Data extracts.
◆ ◆ ◆

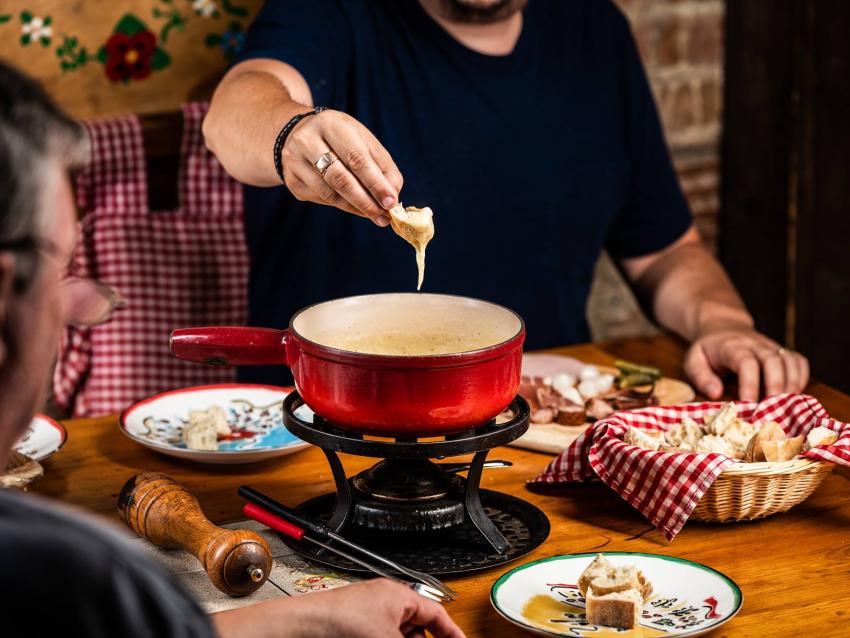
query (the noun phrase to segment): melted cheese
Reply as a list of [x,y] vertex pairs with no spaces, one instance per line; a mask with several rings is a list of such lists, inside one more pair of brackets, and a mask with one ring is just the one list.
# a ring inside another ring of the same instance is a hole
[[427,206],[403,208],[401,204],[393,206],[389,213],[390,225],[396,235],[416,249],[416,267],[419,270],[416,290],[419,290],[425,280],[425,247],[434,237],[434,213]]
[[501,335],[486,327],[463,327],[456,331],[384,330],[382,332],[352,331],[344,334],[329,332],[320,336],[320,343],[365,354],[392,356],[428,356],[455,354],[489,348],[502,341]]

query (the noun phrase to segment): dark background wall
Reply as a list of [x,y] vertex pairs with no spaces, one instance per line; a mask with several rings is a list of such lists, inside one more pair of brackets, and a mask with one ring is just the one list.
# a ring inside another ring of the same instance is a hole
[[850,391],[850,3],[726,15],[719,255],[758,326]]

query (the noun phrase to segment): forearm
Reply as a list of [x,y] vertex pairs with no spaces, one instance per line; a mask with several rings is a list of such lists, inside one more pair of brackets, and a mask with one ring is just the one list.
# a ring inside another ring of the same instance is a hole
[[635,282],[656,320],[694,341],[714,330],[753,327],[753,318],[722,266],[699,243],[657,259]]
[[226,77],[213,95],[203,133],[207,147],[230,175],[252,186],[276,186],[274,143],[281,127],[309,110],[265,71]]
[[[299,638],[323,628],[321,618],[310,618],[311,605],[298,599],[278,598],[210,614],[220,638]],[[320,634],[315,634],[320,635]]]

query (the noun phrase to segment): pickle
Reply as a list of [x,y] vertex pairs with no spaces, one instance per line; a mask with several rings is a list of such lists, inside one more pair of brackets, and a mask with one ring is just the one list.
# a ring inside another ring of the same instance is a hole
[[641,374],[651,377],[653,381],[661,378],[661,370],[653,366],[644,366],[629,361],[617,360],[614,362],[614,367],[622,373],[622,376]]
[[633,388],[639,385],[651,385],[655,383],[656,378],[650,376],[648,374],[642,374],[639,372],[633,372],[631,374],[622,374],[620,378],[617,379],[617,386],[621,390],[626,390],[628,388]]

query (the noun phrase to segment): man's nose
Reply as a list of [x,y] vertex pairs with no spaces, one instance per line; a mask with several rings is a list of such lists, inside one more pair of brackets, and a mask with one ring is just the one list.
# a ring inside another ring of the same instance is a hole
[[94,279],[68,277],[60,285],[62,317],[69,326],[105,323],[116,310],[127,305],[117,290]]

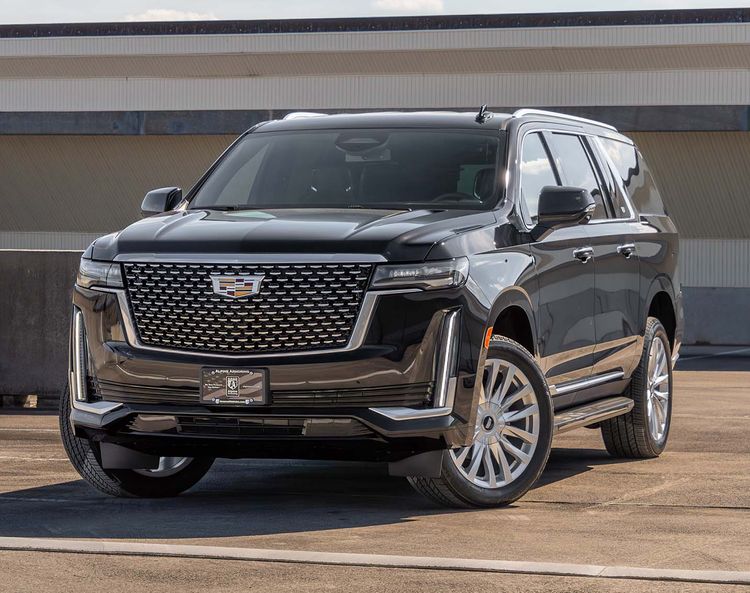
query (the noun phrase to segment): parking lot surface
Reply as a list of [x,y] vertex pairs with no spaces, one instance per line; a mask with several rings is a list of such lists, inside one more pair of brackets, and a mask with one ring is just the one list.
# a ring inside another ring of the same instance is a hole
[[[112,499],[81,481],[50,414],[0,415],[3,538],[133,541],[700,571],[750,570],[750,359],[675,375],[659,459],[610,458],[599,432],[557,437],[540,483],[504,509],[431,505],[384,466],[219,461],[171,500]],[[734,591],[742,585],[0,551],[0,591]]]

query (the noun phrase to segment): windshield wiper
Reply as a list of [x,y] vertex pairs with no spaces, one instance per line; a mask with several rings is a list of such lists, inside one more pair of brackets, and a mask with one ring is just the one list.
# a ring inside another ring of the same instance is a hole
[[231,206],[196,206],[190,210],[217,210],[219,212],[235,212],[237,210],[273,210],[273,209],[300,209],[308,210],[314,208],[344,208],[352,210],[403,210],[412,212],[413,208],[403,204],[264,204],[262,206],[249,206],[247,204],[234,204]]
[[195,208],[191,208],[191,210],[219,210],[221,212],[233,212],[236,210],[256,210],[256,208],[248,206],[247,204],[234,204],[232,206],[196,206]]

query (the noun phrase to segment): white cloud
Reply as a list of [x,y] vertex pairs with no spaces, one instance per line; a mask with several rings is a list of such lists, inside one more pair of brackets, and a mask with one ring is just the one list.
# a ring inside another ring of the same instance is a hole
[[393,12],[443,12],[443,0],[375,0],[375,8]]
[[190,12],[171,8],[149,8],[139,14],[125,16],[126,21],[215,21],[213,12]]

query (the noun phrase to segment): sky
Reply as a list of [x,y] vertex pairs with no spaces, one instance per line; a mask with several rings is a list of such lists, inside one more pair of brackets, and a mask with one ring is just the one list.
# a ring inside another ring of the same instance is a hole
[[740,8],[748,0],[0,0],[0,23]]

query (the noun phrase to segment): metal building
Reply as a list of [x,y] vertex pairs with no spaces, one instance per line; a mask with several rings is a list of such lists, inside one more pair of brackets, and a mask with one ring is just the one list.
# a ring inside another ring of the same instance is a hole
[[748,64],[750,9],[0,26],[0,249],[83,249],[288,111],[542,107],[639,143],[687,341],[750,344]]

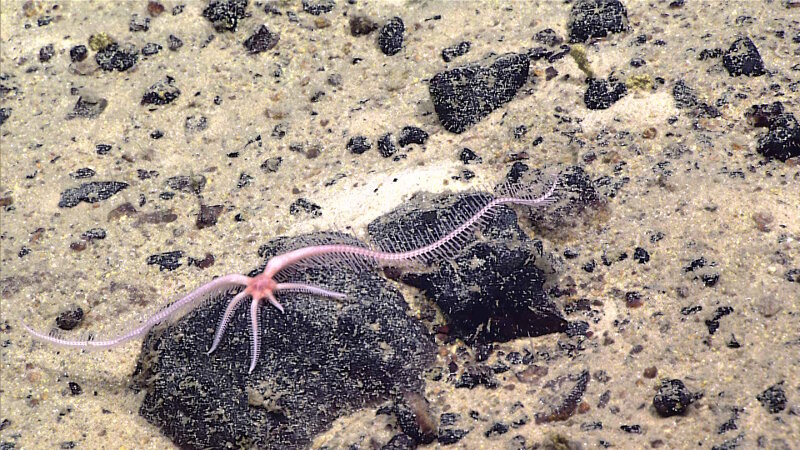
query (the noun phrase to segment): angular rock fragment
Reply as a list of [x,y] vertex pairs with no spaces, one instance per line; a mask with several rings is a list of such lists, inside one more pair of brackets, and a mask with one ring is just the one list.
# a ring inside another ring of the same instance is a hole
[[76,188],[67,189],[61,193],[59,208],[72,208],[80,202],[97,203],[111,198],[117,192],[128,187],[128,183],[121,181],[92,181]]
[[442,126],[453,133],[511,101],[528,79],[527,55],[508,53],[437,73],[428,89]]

◆ ◆ ◆

Your objective. Please return each line of the listing above that contains "noun".

Response area.
query (the noun phrase to segment): melted cheese
query (the noun phrase to segment): dark background wall
query (the noun phrase to segment): forearm
query (the noun phrase to segment): pickle
query (the noun phrase to segment): man's nose
query (the noun phrase to segment): parking lot surface
query (the noun phrase to segment): windshield wiper
query (the noun phrase to segment): white cloud
query (the noun phrase to segment): sky
query (the noun phrase to segment): metal building
query (the noun phrase to segment): angular rock fragment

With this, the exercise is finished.